▸ Work item
Would you reproduce exactly the lines below from the one holding "x=595, y=87" through the one holding "x=200, y=156", inclusive, and no others?
↓↓↓
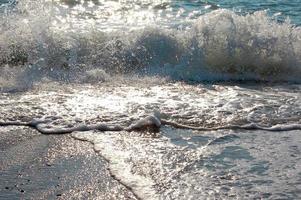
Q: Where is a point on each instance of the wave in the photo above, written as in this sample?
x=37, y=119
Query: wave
x=218, y=46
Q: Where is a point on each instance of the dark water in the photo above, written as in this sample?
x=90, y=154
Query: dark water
x=198, y=63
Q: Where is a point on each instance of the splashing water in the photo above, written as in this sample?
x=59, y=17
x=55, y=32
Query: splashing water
x=81, y=63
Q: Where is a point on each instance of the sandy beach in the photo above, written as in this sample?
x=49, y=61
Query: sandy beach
x=35, y=166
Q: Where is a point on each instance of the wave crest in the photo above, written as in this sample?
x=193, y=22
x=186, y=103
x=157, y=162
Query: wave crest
x=220, y=45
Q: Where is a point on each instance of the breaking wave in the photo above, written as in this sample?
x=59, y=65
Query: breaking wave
x=218, y=46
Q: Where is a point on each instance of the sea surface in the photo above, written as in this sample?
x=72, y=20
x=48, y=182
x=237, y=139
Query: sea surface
x=197, y=63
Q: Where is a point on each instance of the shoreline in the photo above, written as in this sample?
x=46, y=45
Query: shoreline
x=35, y=166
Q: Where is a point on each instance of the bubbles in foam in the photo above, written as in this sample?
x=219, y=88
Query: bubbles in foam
x=220, y=45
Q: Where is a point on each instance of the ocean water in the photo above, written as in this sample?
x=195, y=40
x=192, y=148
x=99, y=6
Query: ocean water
x=197, y=63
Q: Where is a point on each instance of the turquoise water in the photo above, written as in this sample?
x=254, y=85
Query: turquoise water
x=198, y=63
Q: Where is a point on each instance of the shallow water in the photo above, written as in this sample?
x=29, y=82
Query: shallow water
x=182, y=164
x=197, y=63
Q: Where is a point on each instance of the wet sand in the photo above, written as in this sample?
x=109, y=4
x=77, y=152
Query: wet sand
x=35, y=166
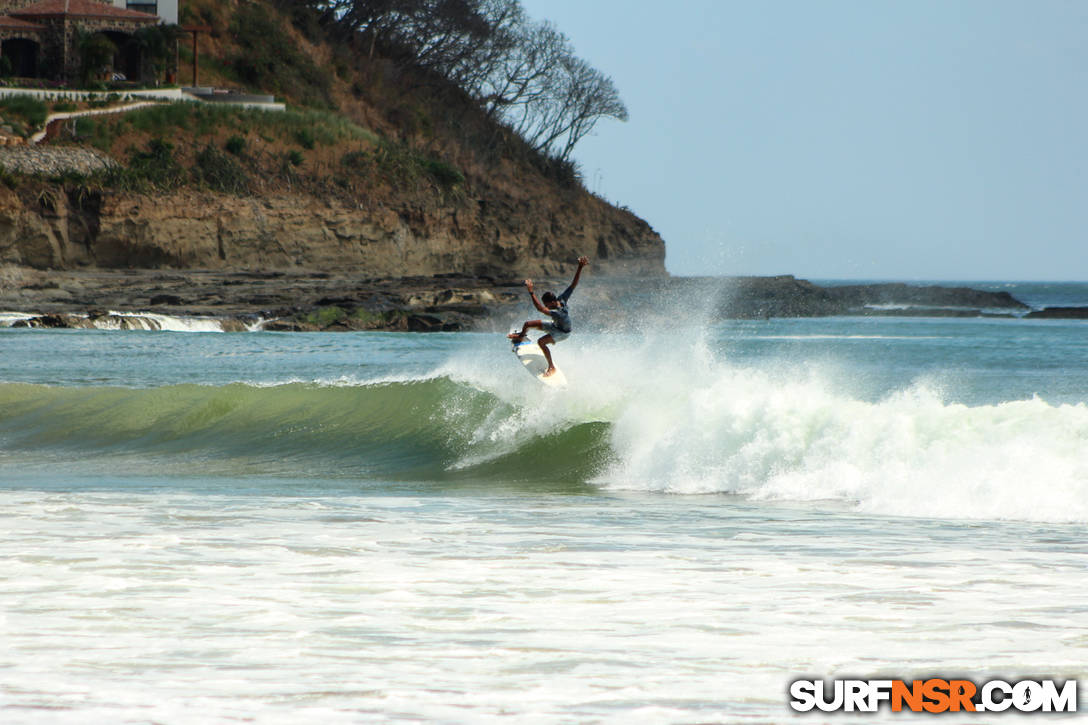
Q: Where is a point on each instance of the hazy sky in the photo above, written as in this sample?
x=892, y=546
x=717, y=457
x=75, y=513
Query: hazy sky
x=826, y=138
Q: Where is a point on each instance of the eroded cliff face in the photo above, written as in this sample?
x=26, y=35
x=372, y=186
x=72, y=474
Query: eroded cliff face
x=51, y=228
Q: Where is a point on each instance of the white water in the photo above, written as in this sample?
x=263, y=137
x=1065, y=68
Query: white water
x=181, y=606
x=685, y=421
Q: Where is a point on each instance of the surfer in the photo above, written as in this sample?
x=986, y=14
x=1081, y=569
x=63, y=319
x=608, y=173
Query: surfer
x=555, y=307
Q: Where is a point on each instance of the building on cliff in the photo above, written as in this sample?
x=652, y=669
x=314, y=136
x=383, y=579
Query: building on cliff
x=41, y=38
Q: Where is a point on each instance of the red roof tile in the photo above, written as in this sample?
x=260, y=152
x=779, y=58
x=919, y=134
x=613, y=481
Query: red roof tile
x=82, y=9
x=9, y=23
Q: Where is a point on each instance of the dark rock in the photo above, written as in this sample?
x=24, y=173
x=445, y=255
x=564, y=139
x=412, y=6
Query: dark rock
x=1060, y=314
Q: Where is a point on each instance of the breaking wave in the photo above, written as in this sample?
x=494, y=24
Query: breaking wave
x=659, y=418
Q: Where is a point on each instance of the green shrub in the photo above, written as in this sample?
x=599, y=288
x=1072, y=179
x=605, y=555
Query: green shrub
x=305, y=138
x=220, y=172
x=443, y=173
x=156, y=168
x=356, y=160
x=32, y=111
x=235, y=145
x=269, y=59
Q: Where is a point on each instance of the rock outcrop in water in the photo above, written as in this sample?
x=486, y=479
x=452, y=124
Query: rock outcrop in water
x=340, y=302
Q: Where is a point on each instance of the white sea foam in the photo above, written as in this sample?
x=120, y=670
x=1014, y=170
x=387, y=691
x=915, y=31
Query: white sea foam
x=153, y=321
x=8, y=319
x=685, y=422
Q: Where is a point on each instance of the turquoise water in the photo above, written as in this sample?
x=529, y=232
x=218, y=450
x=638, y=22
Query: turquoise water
x=396, y=527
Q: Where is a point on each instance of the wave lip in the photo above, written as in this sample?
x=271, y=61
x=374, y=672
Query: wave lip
x=910, y=454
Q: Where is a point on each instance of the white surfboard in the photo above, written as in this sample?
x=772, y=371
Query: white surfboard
x=531, y=356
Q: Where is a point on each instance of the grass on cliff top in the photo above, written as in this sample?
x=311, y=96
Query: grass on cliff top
x=251, y=151
x=206, y=120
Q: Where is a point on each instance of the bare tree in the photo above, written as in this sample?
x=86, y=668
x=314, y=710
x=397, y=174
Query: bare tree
x=521, y=72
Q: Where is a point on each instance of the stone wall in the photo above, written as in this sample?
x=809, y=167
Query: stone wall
x=52, y=161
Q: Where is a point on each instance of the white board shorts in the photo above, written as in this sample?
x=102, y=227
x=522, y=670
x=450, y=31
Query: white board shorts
x=556, y=333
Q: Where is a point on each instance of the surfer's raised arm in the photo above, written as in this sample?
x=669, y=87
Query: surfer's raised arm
x=582, y=261
x=536, y=303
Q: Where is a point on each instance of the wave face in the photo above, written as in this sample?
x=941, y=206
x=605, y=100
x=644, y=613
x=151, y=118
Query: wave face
x=681, y=420
x=429, y=428
x=668, y=416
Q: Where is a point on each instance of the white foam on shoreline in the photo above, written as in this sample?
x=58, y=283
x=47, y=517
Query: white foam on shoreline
x=10, y=318
x=149, y=321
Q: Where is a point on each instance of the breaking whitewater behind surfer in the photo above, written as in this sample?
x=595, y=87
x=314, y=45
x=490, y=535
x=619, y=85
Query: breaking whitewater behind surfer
x=559, y=326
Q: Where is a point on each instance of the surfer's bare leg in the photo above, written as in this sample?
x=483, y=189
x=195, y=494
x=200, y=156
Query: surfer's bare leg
x=544, y=342
x=524, y=329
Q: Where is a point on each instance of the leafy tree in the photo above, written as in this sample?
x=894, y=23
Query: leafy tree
x=96, y=53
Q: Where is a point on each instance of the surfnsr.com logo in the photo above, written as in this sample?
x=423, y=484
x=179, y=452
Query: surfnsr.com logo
x=934, y=696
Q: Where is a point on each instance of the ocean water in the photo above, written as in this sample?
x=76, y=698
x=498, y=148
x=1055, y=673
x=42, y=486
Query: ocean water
x=396, y=527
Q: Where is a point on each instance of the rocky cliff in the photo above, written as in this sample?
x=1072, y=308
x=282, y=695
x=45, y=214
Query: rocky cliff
x=50, y=228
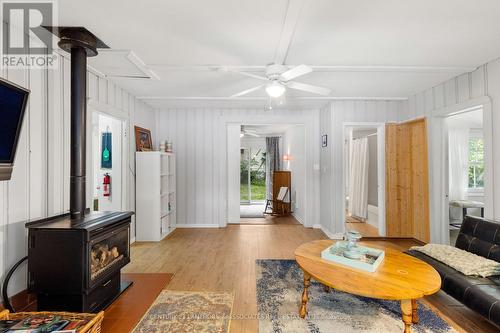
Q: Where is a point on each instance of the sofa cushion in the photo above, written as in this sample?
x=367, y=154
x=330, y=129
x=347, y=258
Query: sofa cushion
x=480, y=236
x=484, y=299
x=454, y=283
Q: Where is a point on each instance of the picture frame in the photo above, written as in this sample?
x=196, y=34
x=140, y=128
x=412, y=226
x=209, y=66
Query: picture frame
x=324, y=140
x=143, y=140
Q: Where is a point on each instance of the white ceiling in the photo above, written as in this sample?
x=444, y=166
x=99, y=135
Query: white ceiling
x=471, y=119
x=266, y=130
x=379, y=49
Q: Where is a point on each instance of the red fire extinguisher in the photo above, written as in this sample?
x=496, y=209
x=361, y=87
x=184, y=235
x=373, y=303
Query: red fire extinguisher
x=106, y=185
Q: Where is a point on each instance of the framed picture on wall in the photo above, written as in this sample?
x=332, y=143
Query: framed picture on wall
x=143, y=140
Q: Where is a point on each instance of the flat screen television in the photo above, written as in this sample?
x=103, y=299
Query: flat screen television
x=13, y=100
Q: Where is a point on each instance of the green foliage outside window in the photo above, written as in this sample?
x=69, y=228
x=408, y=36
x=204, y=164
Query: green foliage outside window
x=476, y=163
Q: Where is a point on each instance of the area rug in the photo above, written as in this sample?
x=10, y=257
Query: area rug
x=186, y=311
x=279, y=289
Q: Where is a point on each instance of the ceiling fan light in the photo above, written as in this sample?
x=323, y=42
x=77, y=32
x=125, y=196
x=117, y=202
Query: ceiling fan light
x=275, y=89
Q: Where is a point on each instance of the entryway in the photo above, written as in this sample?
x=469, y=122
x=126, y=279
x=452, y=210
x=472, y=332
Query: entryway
x=109, y=167
x=363, y=178
x=263, y=150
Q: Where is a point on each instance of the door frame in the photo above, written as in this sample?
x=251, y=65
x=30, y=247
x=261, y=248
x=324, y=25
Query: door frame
x=124, y=121
x=439, y=166
x=311, y=164
x=380, y=126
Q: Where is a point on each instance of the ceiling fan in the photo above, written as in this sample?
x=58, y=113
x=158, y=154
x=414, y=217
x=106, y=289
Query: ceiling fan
x=245, y=131
x=278, y=78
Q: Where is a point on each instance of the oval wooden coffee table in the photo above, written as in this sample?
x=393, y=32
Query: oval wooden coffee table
x=399, y=277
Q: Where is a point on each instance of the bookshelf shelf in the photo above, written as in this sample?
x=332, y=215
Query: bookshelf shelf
x=155, y=195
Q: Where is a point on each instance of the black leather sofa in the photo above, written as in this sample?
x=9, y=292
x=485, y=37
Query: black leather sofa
x=481, y=237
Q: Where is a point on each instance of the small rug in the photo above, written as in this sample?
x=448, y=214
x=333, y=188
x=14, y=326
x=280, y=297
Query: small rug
x=186, y=311
x=279, y=289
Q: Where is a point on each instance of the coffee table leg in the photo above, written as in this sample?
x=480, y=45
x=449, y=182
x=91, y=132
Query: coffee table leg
x=305, y=295
x=407, y=313
x=414, y=311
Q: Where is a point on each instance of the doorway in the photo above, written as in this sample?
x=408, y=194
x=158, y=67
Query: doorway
x=252, y=177
x=465, y=167
x=364, y=169
x=108, y=158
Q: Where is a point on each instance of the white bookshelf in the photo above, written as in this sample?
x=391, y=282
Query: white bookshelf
x=155, y=195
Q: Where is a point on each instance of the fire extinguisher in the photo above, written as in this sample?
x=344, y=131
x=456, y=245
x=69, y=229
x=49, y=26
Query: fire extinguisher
x=106, y=185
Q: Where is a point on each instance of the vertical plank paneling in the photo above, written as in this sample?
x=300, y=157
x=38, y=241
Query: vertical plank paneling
x=66, y=126
x=477, y=82
x=37, y=144
x=19, y=183
x=439, y=97
x=450, y=92
x=463, y=92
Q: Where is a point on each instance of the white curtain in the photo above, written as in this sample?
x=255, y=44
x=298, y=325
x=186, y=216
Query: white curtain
x=458, y=160
x=358, y=178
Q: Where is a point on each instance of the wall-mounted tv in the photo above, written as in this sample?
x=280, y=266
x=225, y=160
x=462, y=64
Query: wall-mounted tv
x=13, y=100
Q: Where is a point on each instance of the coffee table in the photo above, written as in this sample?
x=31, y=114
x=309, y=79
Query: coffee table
x=399, y=277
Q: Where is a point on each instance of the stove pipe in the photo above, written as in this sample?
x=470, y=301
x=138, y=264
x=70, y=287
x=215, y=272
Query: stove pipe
x=81, y=44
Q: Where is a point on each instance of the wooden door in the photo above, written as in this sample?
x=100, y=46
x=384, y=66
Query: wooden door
x=407, y=180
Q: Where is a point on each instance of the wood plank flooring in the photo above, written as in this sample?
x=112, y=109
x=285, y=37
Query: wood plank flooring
x=128, y=309
x=224, y=260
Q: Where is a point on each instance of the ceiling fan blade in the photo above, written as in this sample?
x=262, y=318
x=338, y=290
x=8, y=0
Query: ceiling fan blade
x=295, y=72
x=127, y=77
x=258, y=77
x=252, y=134
x=244, y=92
x=309, y=88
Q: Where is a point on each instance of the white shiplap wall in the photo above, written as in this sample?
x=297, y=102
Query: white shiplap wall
x=199, y=138
x=40, y=182
x=332, y=119
x=479, y=87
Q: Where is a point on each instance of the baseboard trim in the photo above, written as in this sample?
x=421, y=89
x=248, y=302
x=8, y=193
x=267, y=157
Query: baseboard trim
x=197, y=226
x=298, y=219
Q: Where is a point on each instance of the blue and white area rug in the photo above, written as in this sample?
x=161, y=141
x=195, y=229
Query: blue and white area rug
x=279, y=289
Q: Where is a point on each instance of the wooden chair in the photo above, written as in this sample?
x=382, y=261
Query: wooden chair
x=278, y=206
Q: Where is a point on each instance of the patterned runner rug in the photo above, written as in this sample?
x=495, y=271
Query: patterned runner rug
x=186, y=311
x=279, y=289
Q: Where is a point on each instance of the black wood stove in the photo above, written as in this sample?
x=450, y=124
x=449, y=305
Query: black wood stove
x=74, y=260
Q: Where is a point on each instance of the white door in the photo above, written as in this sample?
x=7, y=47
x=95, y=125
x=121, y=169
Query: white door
x=107, y=130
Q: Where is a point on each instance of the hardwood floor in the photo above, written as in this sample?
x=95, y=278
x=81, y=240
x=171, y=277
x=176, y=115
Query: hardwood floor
x=128, y=309
x=224, y=260
x=271, y=220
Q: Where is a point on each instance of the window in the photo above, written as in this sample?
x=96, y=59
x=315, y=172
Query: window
x=476, y=162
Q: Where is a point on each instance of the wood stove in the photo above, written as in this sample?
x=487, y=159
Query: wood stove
x=74, y=260
x=75, y=265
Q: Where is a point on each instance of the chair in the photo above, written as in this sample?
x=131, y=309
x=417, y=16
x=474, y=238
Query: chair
x=278, y=206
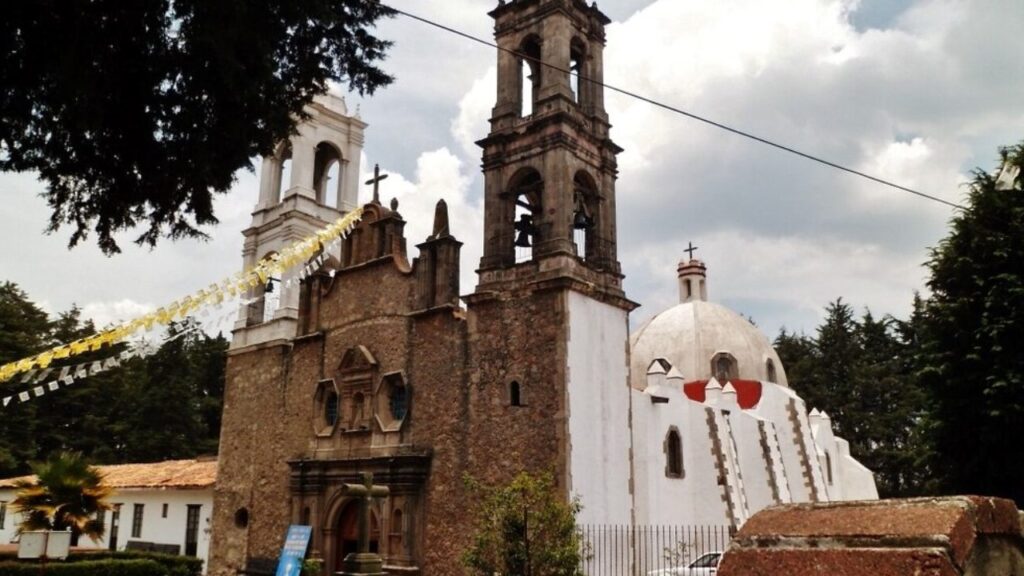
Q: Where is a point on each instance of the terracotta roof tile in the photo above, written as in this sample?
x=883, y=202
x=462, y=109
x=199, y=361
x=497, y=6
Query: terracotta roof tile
x=171, y=474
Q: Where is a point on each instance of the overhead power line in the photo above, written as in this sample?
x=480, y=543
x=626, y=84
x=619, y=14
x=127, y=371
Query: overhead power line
↑↑↑
▸ Your response
x=595, y=87
x=314, y=45
x=490, y=535
x=619, y=85
Query: breaking whitewater behind surfer
x=559, y=326
Q: Where is a point on each instance of the surfer's bare leg in the photo above, written as in this sample?
x=483, y=189
x=195, y=494
x=200, y=156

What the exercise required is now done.